■ Kaynaktan Alıntı:
● ● ● ●

Mavi vatan, Roseline A gemisi ve İMEAK DTO'nun sessizliği
04 Aralık 2020, Cuma 15:49Önce Türkiye, Libya arasında Münhasır Ekonomik Bölgelerin (MEB) belirlenmesine yönelik bir sözleşme yapıldı. ( MEB nedir? 1982 yılında uluslararası hukukun gündemine gelen MEB kavramı, bir ülkeye kıyılarından 200 deniz mili (yaklaşık 350 kilometre) mesafeye kadar olan alanda petrol, doğal gaz aramak/çıkarmak, deniz canlılarını ekonomik açıdan değerlendirmek için tanınan egemenlik haklarıdır)
Ardından da Doğu Akdenizde ki egemenlik hakkını kullanan Türkiye bu bölgede petrol arama çalışması yapmaya başladı. İşte Türkiye'nin Akdenizde haklarını kullanmaya başlaması ile birlikte başta AB ülkeleri ve ABD olmak üzere dünyanın neredeyse bütün ülkeleri bir anda Türkiye karşıtı oldular. İtalya, fransa, Yunanistan, ABD ve Rus Akdenize birbiri ardına savaş gemileri göndermeye başladı, Yunanistan arkasındaki devletlere güvenerek tacizlere başladı.
Bunun üzerine Türkiye'de bir Mavi Vatan olgusu gelişti. Denizlerimiz de ( Mavi Vatan) kara topraklarımız kadar kıymetli olduğu ve sonuna kadar savunulacağı her ortamda dile getirildi.

● ● ● ●

■ Görevler:
1. Alıntıya göre Türkiye'de Mavi Vatan olgusunun gelişmesine yol açan gelişmeleri en fazla üç cümleyle açıklayınız.
2. Alıntıdaki "Ardından da Doğu Akdenizde ki" sözleriyle başlayan paragrafı, temel bilgilerini koruyarak madde listesi hâlinde yeniden yazınız.
Yanıtlarınızda yalnızca alıntıdaki bilgileri esas alınız.

■ Toplanan Veriler:

● ● ● ●

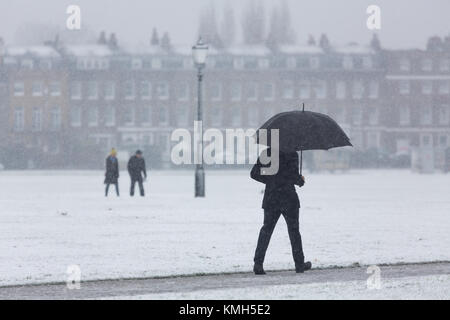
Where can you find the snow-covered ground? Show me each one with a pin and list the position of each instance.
(435, 287)
(50, 220)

● ● ● ●

■ Yanıtlar:
1. Türkiye, Doğu Akdeniz'deki egemenlik hakkını kullanarak bölgede petrol arama çalışmalarına başlayınca, başta AB ülkeleri ve ABD olmak üzere dünyanın neredeyse bütün ülkeleri Türkiye karşıtı oldu. İtalya, Fransa, Yunanistan, ABD ve Rusya Akdeniz'e birbiri ardına savaş gemileri gönderdi; Yunanistan ise arkasındaki devletlere güvenerek tacizlere başladı. Bunun üzerine Türkiye'de Mavi Vatan olgusu gelişti.

2.
- Türkiye, Doğu Akdeniz'deki egemenlik hakkını kullanarak bölgede petrol arama çalışmalarına başladı.
- Bunun üzerine başta AB ülkeleri ve ABD olmak üzere dünyanın neredeyse bütün ülkeleri Türkiye karşıtı oldu.
- İtalya, Fransa, Yunanistan, ABD ve Rusya Akdeniz'e art arda savaş gemileri gönderdi.
- Yunanistan, arkasındaki devletlere güvenerek tacizlere başladı.